Locate every line in the entries below that contains the string "wooden" and copy each one. Matching is case-sensitive.

─── Data ───

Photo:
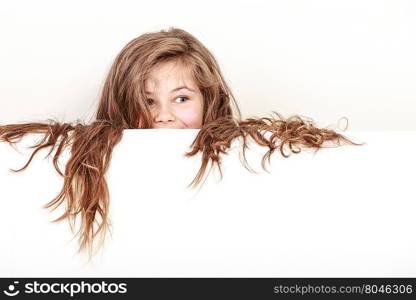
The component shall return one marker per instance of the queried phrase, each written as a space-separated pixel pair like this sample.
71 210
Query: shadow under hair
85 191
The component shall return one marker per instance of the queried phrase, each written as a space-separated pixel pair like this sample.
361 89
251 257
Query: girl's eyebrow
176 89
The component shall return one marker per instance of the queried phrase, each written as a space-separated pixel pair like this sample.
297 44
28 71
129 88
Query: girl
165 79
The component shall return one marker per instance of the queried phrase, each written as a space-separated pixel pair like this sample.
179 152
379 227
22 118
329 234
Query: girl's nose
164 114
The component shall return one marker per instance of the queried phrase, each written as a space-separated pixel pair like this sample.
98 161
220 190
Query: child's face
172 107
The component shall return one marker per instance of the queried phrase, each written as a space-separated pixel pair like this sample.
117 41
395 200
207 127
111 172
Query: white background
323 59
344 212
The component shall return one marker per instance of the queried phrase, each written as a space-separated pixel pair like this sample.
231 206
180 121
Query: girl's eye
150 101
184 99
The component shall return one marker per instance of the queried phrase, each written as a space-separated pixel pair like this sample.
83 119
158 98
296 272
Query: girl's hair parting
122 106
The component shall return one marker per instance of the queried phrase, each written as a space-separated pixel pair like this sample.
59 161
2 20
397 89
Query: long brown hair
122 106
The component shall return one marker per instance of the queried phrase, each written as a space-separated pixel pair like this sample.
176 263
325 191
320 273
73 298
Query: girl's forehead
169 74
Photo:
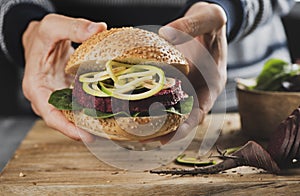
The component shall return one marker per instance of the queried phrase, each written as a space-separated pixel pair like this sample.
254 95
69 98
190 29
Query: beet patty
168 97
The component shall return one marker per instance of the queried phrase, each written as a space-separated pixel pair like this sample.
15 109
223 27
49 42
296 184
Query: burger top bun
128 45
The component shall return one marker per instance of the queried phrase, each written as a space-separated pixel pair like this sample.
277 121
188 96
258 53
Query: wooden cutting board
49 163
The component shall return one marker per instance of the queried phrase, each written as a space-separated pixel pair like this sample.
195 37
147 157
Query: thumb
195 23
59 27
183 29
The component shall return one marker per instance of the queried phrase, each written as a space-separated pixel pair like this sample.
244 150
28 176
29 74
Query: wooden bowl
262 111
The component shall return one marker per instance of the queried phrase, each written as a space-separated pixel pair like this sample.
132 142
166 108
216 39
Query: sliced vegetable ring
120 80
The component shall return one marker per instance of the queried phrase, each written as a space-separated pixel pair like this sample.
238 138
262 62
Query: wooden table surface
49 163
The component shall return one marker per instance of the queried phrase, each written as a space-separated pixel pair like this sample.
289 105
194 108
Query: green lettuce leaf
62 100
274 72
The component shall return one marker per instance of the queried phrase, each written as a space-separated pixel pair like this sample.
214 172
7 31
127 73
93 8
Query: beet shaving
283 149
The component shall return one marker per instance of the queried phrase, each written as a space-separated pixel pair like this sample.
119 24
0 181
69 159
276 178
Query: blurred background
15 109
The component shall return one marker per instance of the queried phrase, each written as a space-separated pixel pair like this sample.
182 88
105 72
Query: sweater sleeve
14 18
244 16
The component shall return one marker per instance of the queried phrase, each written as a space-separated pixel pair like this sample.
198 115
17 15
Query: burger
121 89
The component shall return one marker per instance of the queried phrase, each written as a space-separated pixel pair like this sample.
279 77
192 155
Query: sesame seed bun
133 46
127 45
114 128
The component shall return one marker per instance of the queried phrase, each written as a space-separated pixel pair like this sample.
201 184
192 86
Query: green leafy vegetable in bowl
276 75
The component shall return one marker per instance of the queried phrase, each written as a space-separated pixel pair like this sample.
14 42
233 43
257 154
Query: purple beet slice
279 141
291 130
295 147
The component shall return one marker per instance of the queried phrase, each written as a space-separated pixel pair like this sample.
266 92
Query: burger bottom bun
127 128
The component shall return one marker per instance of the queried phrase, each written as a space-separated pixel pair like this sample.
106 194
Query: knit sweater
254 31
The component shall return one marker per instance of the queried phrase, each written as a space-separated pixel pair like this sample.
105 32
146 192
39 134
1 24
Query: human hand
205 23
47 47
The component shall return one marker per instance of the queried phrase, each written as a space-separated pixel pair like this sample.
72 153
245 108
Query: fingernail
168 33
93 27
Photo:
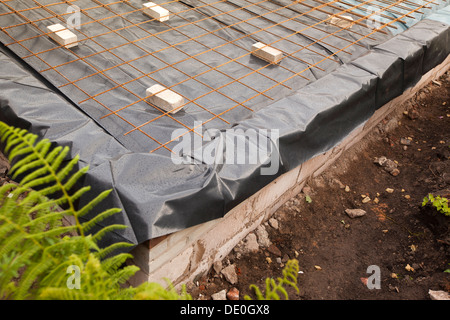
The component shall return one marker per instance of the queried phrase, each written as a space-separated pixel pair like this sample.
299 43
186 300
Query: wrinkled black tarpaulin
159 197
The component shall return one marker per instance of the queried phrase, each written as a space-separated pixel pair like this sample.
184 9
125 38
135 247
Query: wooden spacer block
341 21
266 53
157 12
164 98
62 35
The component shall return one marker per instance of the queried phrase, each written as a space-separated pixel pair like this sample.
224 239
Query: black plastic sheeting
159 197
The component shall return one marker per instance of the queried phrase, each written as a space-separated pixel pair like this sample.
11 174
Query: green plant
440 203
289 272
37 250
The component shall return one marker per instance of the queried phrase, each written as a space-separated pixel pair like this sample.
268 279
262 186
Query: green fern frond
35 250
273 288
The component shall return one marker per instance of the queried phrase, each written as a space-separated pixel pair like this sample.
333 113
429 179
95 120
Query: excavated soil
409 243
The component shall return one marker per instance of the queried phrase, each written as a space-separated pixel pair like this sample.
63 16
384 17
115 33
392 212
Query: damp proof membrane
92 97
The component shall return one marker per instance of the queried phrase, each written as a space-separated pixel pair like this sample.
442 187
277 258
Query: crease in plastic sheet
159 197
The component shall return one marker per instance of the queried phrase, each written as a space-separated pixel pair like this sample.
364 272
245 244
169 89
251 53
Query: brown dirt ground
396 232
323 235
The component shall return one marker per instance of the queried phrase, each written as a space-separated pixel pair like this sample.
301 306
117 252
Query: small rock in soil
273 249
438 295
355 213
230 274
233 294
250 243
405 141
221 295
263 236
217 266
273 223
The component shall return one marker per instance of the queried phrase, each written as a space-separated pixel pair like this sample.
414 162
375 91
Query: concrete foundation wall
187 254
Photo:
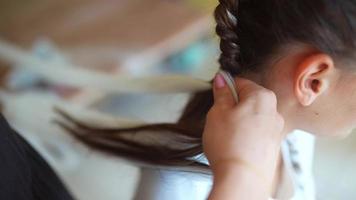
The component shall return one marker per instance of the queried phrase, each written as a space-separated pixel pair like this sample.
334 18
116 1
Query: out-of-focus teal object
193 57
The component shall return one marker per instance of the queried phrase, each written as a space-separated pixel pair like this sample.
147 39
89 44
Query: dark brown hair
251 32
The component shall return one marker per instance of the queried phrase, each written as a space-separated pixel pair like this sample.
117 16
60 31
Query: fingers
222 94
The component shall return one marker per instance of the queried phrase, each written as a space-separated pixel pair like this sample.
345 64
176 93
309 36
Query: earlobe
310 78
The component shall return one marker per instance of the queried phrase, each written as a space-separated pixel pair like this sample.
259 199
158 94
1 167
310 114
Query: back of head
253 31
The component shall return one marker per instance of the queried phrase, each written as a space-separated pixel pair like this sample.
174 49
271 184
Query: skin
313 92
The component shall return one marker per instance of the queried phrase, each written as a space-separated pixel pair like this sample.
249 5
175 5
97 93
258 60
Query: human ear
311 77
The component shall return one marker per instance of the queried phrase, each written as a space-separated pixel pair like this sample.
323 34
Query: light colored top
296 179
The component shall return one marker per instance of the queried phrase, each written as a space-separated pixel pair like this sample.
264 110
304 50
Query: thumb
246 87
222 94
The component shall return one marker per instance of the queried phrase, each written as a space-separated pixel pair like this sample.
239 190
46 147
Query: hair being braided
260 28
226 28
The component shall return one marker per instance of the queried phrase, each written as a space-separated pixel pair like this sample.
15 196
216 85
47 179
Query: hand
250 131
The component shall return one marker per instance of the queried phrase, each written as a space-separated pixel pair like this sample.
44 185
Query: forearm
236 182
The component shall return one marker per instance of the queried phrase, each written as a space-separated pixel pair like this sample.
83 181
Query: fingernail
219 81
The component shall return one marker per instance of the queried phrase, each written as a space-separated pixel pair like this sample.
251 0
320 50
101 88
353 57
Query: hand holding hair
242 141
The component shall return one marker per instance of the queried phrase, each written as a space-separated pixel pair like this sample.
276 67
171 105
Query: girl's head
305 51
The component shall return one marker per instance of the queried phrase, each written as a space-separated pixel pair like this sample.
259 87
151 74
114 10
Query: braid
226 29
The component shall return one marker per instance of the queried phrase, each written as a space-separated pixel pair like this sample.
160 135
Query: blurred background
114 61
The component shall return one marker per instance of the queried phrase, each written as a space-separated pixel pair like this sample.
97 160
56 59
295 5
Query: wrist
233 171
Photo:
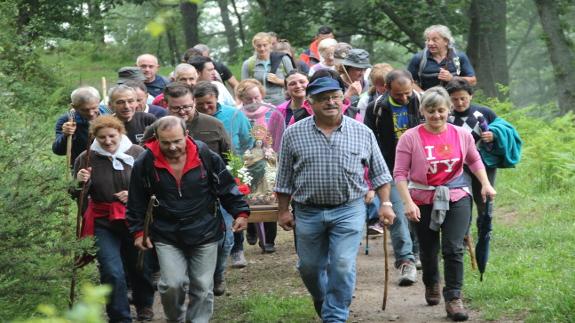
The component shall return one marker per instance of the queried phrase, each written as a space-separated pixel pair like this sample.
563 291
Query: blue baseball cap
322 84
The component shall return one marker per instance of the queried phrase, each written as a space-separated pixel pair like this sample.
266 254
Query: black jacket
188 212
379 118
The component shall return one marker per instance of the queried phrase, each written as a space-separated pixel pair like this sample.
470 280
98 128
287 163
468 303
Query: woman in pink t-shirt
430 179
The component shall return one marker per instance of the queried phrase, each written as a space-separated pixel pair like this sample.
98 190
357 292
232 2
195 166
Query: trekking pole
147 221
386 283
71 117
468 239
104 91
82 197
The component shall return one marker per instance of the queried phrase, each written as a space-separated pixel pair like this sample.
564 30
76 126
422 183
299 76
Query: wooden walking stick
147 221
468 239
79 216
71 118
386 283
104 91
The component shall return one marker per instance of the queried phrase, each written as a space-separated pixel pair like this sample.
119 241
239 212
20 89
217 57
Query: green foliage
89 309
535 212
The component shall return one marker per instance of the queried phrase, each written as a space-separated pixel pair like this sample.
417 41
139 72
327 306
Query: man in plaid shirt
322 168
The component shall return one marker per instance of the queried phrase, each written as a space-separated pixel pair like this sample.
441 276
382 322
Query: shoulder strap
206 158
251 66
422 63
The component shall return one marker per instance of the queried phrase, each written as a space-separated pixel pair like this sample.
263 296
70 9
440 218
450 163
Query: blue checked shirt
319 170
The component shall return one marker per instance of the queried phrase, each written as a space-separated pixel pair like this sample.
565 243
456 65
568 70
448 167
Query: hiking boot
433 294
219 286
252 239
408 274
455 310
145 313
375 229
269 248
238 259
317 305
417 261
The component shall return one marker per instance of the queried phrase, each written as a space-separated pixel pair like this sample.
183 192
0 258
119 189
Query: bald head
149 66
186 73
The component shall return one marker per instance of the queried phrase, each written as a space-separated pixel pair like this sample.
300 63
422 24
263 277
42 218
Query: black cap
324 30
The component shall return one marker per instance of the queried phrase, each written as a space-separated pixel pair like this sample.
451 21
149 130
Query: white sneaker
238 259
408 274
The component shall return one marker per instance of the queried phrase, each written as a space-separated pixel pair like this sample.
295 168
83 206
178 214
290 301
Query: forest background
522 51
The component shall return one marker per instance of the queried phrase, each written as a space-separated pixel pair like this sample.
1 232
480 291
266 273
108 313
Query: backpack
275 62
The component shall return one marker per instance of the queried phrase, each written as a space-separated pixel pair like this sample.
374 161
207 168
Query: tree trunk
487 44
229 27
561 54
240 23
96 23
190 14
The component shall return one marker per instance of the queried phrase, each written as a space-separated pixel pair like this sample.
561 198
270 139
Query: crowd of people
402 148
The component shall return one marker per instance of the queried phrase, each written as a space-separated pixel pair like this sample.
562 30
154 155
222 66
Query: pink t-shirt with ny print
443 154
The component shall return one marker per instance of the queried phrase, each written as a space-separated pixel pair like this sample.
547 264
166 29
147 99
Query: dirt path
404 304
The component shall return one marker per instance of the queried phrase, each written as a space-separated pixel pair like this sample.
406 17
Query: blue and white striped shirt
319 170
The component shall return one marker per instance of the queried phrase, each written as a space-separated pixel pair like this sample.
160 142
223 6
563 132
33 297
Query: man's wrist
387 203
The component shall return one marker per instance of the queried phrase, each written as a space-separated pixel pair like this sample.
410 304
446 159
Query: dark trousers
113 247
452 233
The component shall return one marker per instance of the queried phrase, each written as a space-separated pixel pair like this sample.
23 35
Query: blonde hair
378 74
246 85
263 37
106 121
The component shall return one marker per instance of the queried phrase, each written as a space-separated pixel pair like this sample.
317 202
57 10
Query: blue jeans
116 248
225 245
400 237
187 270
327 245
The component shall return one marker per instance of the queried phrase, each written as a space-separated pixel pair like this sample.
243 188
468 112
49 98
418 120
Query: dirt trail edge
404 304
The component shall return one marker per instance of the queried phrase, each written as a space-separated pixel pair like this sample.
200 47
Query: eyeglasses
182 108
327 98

───

> **Task output**
Query: wooden cutting board
Query: wooden bowl
Query: wooden table surface
Query: wooden spacer block
Query: wooden walking stick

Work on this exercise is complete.